### Text for analysis
★ ★ ★ ★ ★ ★ ★

Treatments for chronic bronchitis include medication, surgery, therapy and above all, lifestyle changes. While chronic bronchitis isn’t usually a life-threatening condition in and of itself, it can cause serious medical complications over time, so you should schedule an appointment with your doctor if you suspect you have it.
Bronchitis refers to inflammation of the breathing tubes, or bronchi, which in turn causes the body to produce large amounts of mucus. Acute bronchitis usually goes away within 10 weeks, although a cough may linger for sometime afterward. If you regularly have a cough and mucus for three months out of the year for two years in a row and it isn’t caused by some other source, however, then you have chronic bronchitis.

★ ★ ★ ★ ★ ★ ★

### Data
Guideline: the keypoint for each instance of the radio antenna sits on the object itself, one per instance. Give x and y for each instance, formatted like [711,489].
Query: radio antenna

★ ★ ★ ★ ★ ★ ★

### Task to carry out
Please resume the text on chronic bronchitis, starting right after its final sentence. The lines above aren't needed for anything here.

### Answer section
Causes and Symptoms of Chronic Bronchitis
When inflammation of the breathing tubes becomes severe enough, it takes much longer to go away. While the exact causes of a case of chronic bronchitis may not always be known, smoking is often tied to it due to the effect cigarette smoke has on the lungs. According to the University of California San Francisco, while only 15 percent of smokers develop it, more than 90 percent of people who do have chronic bronchitis have a history of smoking. That said, not everyone who gets chronic bronchitis has ever smoked. Frequent exposure to air pollution, toxic gases or airborne dust can also cause it.
Other factors that increase the likelihood of getting chronic bronchitis include exposure to childhood respiratory illnesses, secondhand smoke or a family history of lung disease. Women and people who experience gastroesophageal reflux disease (GERD) — more than two cases of acid reflux a week — are also more likely to develop it.
Symptoms of chronic bronchitis include frequent and persistent coughing and respiratory infections, shortness of breath during ordinary activities, fatigue, wheezing and unusual levels of mucus production. You may also experience chest pains and blueness around the lips or the bases of your fingernails.
Chronic bronchitis is a form of chronic obstructive pulmonary disease (COPD), a term doctors use to refer to a larger group of conditions that make it harder to breath over time. In the United States, it usually refers to chronic bronchitis or emphysema.